== Problem details ==
Please state how many lines of the data below contain the string "window". Give only the number.

== Records ==
----

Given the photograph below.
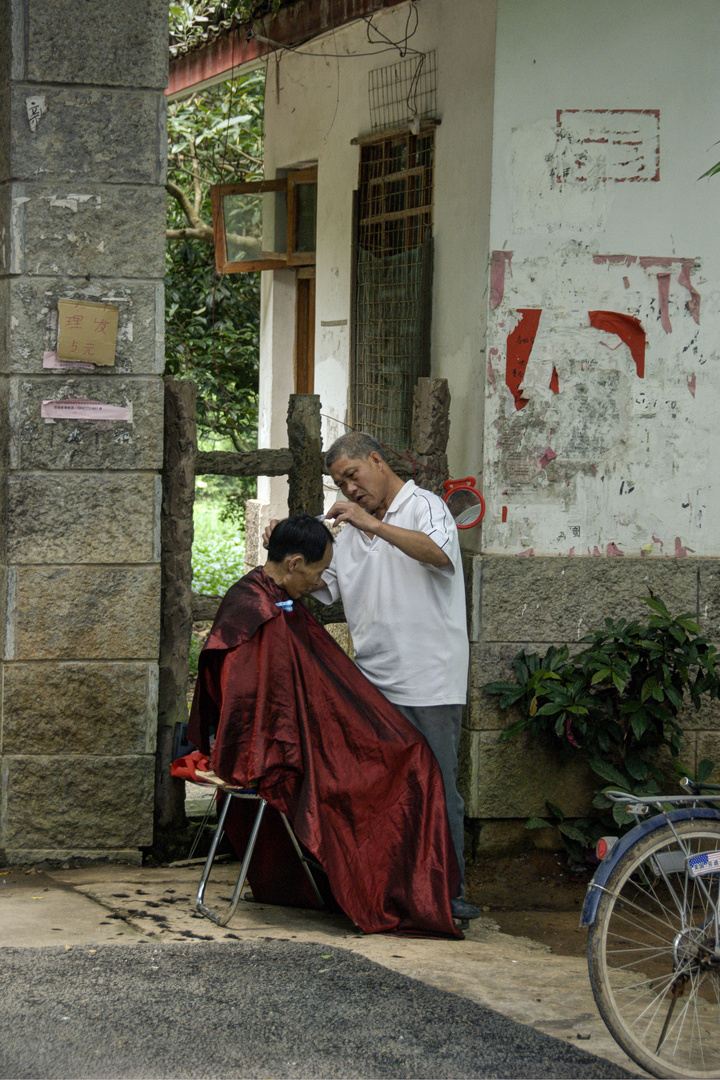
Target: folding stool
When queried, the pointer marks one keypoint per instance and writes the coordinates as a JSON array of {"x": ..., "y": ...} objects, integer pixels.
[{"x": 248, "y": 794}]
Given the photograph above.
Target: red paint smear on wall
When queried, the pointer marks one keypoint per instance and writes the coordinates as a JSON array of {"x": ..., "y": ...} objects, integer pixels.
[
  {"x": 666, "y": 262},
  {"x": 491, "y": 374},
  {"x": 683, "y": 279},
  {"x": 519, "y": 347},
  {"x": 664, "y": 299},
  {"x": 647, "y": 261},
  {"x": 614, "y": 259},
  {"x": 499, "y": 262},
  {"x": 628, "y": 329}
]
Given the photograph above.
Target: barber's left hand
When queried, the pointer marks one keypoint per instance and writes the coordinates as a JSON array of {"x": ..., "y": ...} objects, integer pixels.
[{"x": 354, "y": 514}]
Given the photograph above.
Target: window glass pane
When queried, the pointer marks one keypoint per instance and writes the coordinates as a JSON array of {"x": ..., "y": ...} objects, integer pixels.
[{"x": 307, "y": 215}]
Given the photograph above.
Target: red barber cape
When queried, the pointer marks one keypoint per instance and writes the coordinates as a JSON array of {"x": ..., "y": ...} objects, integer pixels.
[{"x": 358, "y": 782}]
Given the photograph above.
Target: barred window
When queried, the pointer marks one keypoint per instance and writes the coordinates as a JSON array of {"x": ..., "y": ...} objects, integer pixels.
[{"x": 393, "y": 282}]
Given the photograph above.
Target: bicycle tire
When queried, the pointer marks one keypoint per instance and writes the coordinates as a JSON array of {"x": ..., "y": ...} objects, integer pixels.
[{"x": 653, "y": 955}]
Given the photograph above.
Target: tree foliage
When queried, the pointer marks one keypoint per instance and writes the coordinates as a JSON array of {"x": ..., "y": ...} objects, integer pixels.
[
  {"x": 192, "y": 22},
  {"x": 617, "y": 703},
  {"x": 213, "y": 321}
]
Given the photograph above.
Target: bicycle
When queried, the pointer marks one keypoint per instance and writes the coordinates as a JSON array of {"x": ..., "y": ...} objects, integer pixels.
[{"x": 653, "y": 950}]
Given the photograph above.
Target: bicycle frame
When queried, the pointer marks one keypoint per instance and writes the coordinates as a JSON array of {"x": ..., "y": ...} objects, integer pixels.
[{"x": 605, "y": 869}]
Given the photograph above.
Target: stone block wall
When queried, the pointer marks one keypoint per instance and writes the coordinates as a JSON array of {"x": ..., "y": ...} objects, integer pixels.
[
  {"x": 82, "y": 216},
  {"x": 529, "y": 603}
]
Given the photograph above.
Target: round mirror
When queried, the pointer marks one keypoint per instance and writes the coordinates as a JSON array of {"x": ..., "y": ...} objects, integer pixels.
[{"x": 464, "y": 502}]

----

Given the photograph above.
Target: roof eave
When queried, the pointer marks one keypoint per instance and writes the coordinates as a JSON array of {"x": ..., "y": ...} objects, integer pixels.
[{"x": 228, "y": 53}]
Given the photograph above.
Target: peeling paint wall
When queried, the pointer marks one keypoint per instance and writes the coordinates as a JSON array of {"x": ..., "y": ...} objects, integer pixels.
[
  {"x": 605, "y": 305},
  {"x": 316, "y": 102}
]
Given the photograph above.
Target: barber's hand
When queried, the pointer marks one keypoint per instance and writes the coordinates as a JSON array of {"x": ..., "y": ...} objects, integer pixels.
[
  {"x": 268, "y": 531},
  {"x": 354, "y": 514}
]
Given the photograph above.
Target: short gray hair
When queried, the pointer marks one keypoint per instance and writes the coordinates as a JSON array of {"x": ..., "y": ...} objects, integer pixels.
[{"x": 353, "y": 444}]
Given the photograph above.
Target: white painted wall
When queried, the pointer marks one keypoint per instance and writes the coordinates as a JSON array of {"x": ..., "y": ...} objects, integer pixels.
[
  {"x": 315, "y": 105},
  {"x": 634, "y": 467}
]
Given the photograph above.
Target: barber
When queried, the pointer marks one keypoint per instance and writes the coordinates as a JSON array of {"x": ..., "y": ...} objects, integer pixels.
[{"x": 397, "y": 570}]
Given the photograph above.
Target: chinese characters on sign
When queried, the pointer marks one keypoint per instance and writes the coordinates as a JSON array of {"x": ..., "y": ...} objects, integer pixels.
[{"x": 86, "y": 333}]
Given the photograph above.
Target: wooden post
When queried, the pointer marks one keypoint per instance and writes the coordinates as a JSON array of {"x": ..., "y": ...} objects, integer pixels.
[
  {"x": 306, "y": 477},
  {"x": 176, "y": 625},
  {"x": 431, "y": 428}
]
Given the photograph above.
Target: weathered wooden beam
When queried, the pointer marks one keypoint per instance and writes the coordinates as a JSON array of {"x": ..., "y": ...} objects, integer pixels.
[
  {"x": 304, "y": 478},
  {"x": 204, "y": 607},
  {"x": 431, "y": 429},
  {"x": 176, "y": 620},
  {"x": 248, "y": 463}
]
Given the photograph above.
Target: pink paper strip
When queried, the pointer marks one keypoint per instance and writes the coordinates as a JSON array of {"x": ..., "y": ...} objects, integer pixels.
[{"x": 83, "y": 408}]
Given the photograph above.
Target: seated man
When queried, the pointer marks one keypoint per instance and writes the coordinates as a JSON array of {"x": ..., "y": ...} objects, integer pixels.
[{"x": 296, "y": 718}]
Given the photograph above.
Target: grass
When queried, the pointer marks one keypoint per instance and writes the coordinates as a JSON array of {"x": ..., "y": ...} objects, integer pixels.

----

== Complete output ==
2